Items for identifying locations:
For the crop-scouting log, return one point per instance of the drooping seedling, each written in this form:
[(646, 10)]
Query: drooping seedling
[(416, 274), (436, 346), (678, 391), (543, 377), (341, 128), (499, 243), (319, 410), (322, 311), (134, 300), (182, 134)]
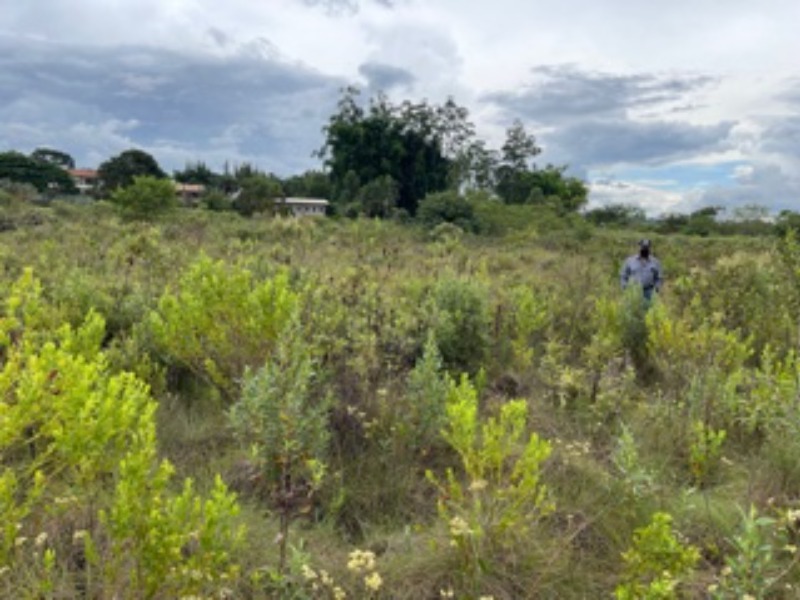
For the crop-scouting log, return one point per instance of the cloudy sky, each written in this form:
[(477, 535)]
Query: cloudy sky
[(670, 106)]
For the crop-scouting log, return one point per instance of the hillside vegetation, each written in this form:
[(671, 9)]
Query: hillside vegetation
[(209, 406)]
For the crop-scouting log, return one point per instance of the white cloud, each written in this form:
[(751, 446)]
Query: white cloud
[(684, 82)]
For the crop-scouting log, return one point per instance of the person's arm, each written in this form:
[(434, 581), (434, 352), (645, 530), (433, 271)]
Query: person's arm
[(658, 278), (624, 274)]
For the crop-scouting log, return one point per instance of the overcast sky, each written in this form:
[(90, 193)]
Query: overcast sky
[(671, 106)]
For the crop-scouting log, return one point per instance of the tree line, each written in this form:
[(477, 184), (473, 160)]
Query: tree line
[(387, 160)]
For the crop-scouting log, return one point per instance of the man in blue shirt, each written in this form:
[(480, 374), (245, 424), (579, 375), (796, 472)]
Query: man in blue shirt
[(642, 269)]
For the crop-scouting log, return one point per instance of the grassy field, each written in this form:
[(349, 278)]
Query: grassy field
[(370, 410)]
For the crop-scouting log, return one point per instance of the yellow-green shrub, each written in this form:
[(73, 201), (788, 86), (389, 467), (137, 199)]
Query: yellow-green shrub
[(221, 320)]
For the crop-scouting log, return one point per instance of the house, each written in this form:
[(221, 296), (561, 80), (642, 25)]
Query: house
[(86, 180), (304, 207), (190, 193)]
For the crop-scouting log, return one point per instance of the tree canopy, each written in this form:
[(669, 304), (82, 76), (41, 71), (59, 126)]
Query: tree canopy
[(121, 170), (44, 176), (54, 157)]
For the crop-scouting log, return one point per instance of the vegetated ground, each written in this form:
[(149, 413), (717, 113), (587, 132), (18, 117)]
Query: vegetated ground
[(689, 408)]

• _WHAT TO DO_: Transcribe word for word the lines of the material above, beginning at the line that has "the house, each" and stopping after the line that has "[(86, 180), (304, 207), (190, 193)]".

• _COMPLETED EXERCISE_:
For the crop-scouting log, return one point per instance of the house, each written in this form:
[(221, 296), (561, 80), (642, 25)]
Query: house
[(86, 180), (304, 207), (190, 193)]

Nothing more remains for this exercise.